### WHAT IS EXPECTED
Starting at the line with "the dog with", transcribe each line through the final one, both included, and add nothing.

(Items from a dataset)
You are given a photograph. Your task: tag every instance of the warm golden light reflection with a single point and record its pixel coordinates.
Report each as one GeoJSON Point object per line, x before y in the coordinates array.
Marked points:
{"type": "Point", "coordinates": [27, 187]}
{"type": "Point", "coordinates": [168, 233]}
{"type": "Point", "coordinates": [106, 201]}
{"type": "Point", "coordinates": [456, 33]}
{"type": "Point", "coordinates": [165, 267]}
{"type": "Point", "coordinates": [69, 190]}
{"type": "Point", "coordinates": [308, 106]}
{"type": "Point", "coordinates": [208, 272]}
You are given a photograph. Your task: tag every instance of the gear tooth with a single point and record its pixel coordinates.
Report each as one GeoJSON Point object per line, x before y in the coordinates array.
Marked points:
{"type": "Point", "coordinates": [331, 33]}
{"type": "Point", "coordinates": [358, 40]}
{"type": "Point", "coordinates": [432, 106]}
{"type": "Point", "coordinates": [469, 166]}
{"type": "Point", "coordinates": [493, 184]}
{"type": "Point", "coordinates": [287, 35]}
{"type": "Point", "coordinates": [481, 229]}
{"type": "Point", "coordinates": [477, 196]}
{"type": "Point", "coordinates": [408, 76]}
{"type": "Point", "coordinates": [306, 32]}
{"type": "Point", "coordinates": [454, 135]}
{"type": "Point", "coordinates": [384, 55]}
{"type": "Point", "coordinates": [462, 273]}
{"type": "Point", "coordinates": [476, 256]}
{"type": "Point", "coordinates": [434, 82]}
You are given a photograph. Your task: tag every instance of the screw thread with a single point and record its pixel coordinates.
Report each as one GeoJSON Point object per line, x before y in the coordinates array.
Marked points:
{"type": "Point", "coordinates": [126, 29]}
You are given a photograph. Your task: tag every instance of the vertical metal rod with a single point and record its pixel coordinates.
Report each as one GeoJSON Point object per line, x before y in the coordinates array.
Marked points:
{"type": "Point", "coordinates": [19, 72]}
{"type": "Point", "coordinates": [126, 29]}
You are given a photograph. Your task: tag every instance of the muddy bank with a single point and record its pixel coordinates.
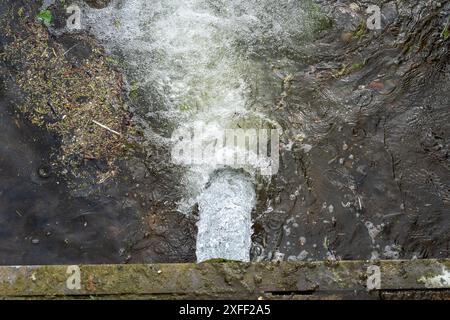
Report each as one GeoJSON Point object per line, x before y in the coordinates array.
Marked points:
{"type": "Point", "coordinates": [365, 170]}
{"type": "Point", "coordinates": [71, 190]}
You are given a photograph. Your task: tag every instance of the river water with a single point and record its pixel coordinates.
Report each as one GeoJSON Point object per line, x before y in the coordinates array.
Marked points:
{"type": "Point", "coordinates": [362, 128]}
{"type": "Point", "coordinates": [199, 59]}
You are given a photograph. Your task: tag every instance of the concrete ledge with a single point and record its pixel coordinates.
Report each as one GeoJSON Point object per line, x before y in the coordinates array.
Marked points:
{"type": "Point", "coordinates": [303, 280]}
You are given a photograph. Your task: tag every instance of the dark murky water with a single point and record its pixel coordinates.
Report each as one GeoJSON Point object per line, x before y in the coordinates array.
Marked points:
{"type": "Point", "coordinates": [364, 169]}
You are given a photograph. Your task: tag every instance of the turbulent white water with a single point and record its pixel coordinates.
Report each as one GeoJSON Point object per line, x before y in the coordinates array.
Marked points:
{"type": "Point", "coordinates": [194, 57]}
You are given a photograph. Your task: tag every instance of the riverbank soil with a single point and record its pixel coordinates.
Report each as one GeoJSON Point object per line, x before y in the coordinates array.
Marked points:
{"type": "Point", "coordinates": [364, 164]}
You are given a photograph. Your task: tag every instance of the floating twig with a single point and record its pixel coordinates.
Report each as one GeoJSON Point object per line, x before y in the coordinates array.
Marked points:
{"type": "Point", "coordinates": [105, 127]}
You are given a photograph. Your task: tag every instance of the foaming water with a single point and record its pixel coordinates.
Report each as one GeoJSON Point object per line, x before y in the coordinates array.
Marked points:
{"type": "Point", "coordinates": [201, 62]}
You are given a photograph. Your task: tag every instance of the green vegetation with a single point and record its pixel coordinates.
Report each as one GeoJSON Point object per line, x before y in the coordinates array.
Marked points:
{"type": "Point", "coordinates": [45, 16]}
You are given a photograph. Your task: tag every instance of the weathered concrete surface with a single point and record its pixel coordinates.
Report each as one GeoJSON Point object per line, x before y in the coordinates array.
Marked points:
{"type": "Point", "coordinates": [293, 280]}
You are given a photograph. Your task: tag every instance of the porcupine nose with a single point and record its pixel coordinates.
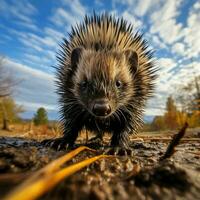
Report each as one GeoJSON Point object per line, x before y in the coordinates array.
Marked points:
{"type": "Point", "coordinates": [101, 108]}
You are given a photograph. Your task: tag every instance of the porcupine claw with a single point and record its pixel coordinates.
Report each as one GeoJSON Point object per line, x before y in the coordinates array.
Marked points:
{"type": "Point", "coordinates": [119, 151]}
{"type": "Point", "coordinates": [58, 144]}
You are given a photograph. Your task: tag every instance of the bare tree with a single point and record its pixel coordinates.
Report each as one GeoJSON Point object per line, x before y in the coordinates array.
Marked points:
{"type": "Point", "coordinates": [7, 83]}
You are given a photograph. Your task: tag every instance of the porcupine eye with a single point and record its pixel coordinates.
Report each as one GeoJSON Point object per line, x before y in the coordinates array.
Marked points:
{"type": "Point", "coordinates": [118, 84]}
{"type": "Point", "coordinates": [84, 85]}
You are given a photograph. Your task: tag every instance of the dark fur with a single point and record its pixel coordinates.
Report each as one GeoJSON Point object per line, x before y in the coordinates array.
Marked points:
{"type": "Point", "coordinates": [126, 118]}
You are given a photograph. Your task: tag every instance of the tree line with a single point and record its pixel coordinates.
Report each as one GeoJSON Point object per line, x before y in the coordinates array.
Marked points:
{"type": "Point", "coordinates": [183, 107]}
{"type": "Point", "coordinates": [9, 110]}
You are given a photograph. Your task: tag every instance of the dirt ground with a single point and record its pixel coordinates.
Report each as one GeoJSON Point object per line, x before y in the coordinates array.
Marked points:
{"type": "Point", "coordinates": [140, 176]}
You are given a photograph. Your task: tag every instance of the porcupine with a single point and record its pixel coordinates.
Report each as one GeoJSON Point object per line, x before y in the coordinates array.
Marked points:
{"type": "Point", "coordinates": [106, 73]}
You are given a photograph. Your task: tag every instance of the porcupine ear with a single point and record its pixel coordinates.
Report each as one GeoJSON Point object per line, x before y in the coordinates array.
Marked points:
{"type": "Point", "coordinates": [132, 58]}
{"type": "Point", "coordinates": [75, 56]}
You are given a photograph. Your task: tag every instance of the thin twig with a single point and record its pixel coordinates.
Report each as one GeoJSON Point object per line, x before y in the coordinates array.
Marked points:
{"type": "Point", "coordinates": [174, 142]}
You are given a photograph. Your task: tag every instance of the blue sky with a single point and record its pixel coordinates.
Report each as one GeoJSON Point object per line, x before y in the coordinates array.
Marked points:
{"type": "Point", "coordinates": [30, 32]}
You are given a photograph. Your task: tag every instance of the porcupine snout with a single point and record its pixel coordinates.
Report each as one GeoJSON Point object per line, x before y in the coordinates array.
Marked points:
{"type": "Point", "coordinates": [101, 108]}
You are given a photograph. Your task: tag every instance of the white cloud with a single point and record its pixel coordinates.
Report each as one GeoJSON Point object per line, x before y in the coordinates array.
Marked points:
{"type": "Point", "coordinates": [192, 33]}
{"type": "Point", "coordinates": [178, 48]}
{"type": "Point", "coordinates": [22, 10]}
{"type": "Point", "coordinates": [68, 16]}
{"type": "Point", "coordinates": [164, 21]}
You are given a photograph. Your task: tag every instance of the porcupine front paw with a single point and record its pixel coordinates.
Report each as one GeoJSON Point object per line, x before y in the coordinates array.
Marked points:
{"type": "Point", "coordinates": [58, 144]}
{"type": "Point", "coordinates": [119, 151]}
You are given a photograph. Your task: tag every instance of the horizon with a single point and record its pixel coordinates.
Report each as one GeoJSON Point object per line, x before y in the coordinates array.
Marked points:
{"type": "Point", "coordinates": [32, 30]}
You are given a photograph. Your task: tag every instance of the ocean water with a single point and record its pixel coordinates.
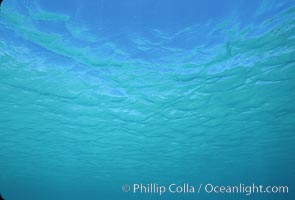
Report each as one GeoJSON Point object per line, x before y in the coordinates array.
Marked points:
{"type": "Point", "coordinates": [96, 94]}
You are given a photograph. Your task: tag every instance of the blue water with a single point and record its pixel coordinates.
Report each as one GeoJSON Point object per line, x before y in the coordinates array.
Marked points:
{"type": "Point", "coordinates": [98, 94]}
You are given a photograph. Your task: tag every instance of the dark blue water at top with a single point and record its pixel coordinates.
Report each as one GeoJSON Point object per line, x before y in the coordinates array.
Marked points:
{"type": "Point", "coordinates": [98, 94]}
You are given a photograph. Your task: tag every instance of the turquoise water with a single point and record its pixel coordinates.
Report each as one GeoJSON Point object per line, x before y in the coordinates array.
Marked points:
{"type": "Point", "coordinates": [98, 94]}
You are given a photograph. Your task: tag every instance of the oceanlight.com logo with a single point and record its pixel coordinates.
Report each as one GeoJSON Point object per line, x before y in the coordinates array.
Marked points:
{"type": "Point", "coordinates": [186, 188]}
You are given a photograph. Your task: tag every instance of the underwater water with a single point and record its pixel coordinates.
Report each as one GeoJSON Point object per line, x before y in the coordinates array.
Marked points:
{"type": "Point", "coordinates": [96, 94]}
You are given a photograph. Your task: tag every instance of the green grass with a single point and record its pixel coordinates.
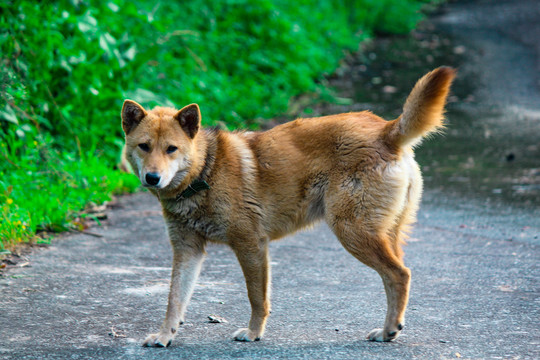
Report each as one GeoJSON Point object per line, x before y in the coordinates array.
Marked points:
{"type": "Point", "coordinates": [66, 67]}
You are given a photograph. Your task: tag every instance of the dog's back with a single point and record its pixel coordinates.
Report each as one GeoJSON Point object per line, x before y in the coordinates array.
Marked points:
{"type": "Point", "coordinates": [366, 162]}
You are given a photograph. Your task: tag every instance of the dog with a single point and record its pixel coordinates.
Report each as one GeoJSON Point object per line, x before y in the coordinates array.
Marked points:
{"type": "Point", "coordinates": [354, 170]}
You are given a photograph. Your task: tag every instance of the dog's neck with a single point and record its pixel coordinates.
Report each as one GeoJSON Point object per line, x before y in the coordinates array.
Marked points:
{"type": "Point", "coordinates": [201, 167]}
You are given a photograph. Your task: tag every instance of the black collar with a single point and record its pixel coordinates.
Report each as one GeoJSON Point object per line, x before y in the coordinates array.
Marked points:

### COMPLETE RESPONSE
You are given a photograph. Your task: tag every instance of the dog with a single point and record its pixel coordinates.
Report each as one GeoJSON Point object per line, x before y in the coordinates array.
Marked points:
{"type": "Point", "coordinates": [354, 170]}
You are given a photograph. Your task: tag every instance of the dog's neck with a single point and record its pixel coordinates.
Report each as one GeoJSON Point object per line, x before y in the coordinates array.
Marked points:
{"type": "Point", "coordinates": [201, 167]}
You are given a photograph. Your task: tag every instance of the black collar with a single point and record its pixel coordinates.
Report each as one GeoJSON Point object per line, x before y in the coordinates array.
Marked points:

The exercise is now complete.